Ercan Karakoyun, Sprecher der Gülen-Bewegung, zeigt sich in seinem Buch reumütig. Er sei für Demokratie, ein Putsch sei nicht demokratisch.

Fethullah Gülen, Oberhaupt der Gülen-Bewegung Foto: dpa

Die Gülen-Bewegung polarisiert. Die einen sehen sie als für Bildung engagierte Vertreter eines modernen Islam, der mit demokratischen Werten kompatibel ist. Ihre Gegner stilisieren sie zur globalen Terrororganisation. Die türkische Regierung macht das Netzwerk für den Putschversuch vom Sommer 2016 verantwortlich, bislang ohne dafür Belege zu liefern. Zehntausende Gülenisten in der Türkei wurden verhaftet.

Die Vertreter der Bewegung suchen inzwischen die Öffentlichkeit. Ercan Karakoyun, Gülen-Sprecher und Mitbegründer der Stiftung Dialog und Bildung, hat ein Buch geschrieben, in dem er die Bewegung aus der Innensicht schildert und auch auf Vorwürfe der Kritiker eingeht.

• ANGEZEIGTE DATEN:
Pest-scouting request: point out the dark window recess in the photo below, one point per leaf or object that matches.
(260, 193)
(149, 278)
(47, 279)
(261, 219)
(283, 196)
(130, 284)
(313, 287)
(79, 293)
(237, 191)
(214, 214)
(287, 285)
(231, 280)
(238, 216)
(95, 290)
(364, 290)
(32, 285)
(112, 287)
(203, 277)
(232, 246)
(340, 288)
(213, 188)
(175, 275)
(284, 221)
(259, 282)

• ZU BEARBEITENDE AUFGABEN:
1. Übertragen Sie aus dem Text über die Gülen-Bewegung den Abschnitt, der mit „Ercan Karakoyun, Sprecher“ beginnt und sich bis einschließlich „der Kritiker eingeht.“ fortsetzt.
2. Nennen Sie alle Bezeichnungen, mit denen der Text über die Gülen-Bewegung die Funktionen von Ercan Karakoyun angibt, jeweils im Wortlaut des Textes.

• ERGEBNISSE DER REIHE:
1.
Ercan Karakoyun, Sprecher der Gülen-Bewegung, zeigt sich in seinem Buch reumütig. Er sei für Demokratie, ein Putsch sei nicht demokratisch.

Fethullah Gülen, Oberhaupt der Gülen-Bewegung Foto: dpa

Die Gülen-Bewegung polarisiert. Die einen sehen sie als für Bildung engagierte Vertreter eines modernen Islam, der mit demokratischen Werten kompatibel ist. Ihre Gegner stilisieren sie zur globalen Terrororganisation. Die türkische Regierung macht das Netzwerk für den Putschversuch vom Sommer 2016 verantwortlich, bislang ohne dafür Belege zu liefern. Zehntausende Gülenisten in der Türkei wurden verhaftet.

Die Vertreter der Bewegung suchen inzwischen die Öffentlichkeit. Ercan Karakoyun, Gülen-Sprecher und Mitbegründer der Stiftung Dialog und Bildung, hat ein Buch geschrieben, in dem er die Bewegung aus der Innensicht schildert und auch auf Vorwürfe der Kritiker eingeht.

2.
- Sprecher der Gülen-Bewegung
- Gülen-Sprecher
- Mitbegründer der Stiftung Dialog und Bildung